**MATERIALS PROVIDED**
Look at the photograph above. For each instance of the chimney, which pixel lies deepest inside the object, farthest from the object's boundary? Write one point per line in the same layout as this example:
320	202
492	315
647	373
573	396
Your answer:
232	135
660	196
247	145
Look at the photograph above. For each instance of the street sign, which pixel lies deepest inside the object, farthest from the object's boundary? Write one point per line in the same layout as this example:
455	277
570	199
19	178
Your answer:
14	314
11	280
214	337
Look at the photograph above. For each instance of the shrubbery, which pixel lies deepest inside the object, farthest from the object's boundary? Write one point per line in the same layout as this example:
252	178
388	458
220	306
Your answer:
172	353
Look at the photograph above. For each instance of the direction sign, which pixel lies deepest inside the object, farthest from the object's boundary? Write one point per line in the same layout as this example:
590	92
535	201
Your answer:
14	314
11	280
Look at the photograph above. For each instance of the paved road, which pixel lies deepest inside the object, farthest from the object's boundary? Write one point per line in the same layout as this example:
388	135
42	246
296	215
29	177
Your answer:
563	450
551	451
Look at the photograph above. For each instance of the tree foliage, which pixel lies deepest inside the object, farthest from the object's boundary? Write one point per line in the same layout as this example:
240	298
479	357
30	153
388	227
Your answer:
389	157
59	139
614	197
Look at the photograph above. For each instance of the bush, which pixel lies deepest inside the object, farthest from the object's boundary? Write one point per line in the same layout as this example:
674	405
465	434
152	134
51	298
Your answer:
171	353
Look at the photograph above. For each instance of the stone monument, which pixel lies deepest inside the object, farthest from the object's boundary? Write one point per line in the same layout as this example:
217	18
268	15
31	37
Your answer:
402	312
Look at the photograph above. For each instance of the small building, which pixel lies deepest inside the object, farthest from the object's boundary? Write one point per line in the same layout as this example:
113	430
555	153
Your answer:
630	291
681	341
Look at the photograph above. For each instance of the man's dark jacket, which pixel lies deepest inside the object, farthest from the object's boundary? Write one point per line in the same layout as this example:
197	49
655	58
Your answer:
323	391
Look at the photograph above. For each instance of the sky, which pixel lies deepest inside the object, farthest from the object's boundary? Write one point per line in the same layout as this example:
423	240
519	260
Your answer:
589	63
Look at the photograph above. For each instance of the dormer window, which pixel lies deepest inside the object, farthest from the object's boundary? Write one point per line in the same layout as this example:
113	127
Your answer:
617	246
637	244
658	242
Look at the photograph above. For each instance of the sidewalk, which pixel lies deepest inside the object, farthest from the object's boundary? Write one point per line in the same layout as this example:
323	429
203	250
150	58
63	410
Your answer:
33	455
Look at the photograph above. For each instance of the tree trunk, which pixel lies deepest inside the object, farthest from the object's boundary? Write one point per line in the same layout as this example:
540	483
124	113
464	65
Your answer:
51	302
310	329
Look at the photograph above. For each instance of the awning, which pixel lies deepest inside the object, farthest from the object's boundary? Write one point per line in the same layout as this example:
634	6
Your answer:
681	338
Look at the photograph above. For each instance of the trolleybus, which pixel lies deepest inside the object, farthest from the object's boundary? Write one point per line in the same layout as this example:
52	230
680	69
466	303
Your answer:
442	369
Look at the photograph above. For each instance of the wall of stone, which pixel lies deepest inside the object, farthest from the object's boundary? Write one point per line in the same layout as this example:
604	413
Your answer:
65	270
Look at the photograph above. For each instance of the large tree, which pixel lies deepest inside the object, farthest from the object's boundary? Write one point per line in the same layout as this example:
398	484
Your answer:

**WHAT NEEDS TO BE DONE**
Could you produce an exact copy of the whole listing?

**RESULT OF THIS TASK**
Look at the photograph above. For each instance of the chimney, which pixel lies deepest inside the object, farthest from the object's boundary? Write one point per line in the same layout as this example:
320	202
492	315
647	373
573	396
Your answer:
232	135
660	196
247	145
Look at the photograph above. For each instance of the street sign, which pixel lies deepest inside the object, farthest from the object's boundary? Write one point per line in the same layout as this example:
455	277
570	199
19	178
Your answer:
14	314
11	280
214	337
Look at the photograph above. For each instance of the shrubbery, which pixel lies deepest inside the object, farthest from the object's boundary? Write one point per line in the same layout as this example:
252	178
388	458
220	306
Your answer:
172	353
Look at the photograph above. For each instance of the direction sign, which pixel lies deepest inside the object, farthest from the object's boundary? Write one point per line in the same layout as this example:
590	92
535	201
Your answer:
14	314
11	280
Look at the photograph above. For each instance of the paved road, which pixel lies deepest inside the object, farthest from the object's boundary? Write one point per line in the same layout as this example:
388	135
42	246
296	215
29	177
Your answer:
563	450
551	451
Look at the photograph above. For each instance of the tree foliage, which pixel lies deepest inside the object, farthest from the object's boundary? Write one point per line in the same layout as this example:
240	298
479	357
30	153
388	227
Your answer:
389	157
59	139
614	197
Look at the photograph above. For each instance of the bush, which pixel lies deepest inside the object, farthest from the object's boundary? Write one point per line in the same layout as this example:
674	405
465	434
152	134
51	298
Your answer:
171	353
Look at the photograph above. For each instance of the stone monument, which pixel lies deepest inside the object, farthest from the object's boundary? Write one point per line in the same layout as this example:
217	18
268	15
31	37
Your answer:
402	312
Look at the photograph above. For each instance of the small building, which pixel lies deepest inside the object, farthest from the object's boundary? Write one point per line in the same layout as this example:
113	430
555	153
Your answer:
630	291
681	341
Look at the photograph above. For each instance of the man's dark jacket, which pixel lies deepest inside the object, farthest from the object's boundary? Write one point per line in the same layout as this example:
197	49
655	58
Your answer:
323	391
Look at the photograph above. For each instance of the sky, which pixel lies deepest inside the object, farthest from the object's boundary? Write one point per line in the same layout as this example:
423	240
519	260
Your answer:
589	63
Look at the photograph above. For each instance of the dormer window, which pixel lies deepest inside the object, farthest from the object's boundary? Write one point per line in the same layout as this example:
113	127
Your answer:
617	246
637	244
658	242
Look at the photograph above. For each instance of the sidewalk, which pixel lies deepest inside the object, farthest from the object's boundary? Write one point per line in the same layout as this example:
323	429
203	250
150	58
63	410
Your answer:
33	455
Look at the photograph above. For each instance of the tree trunk, which pixel lies deepest inside the object, farthest from the object's boundary? Write one point per line in the same layout as this example:
540	483
124	113
464	65
Your answer:
51	302
310	329
Look at the photograph above. For each instance of the awning, which pixel lies deepest inside the object, farthest from the object's boundary? Write one point per line in the same layout as this example:
634	6
Your answer:
681	338
Look at the photograph above. For each instance of the trolleybus, which pixel lies deepest inside the object, farthest from the object's boundary? Write one point per line in the same layout as this example:
52	230
680	69
466	303
Your answer:
442	369
Look at the photograph above. For each instance of the wall of stone, which pixel lies deepest inside the object, farthest from the object's boundary? Write one point per line in the same layout as this example:
604	413
Your answer:
65	270
Look at the photograph above. For each instance of the large tree, which pixel lies deepest inside the object, farthest from the object's boundary? Write one point per line in the same layout as this example:
398	484
Your answer:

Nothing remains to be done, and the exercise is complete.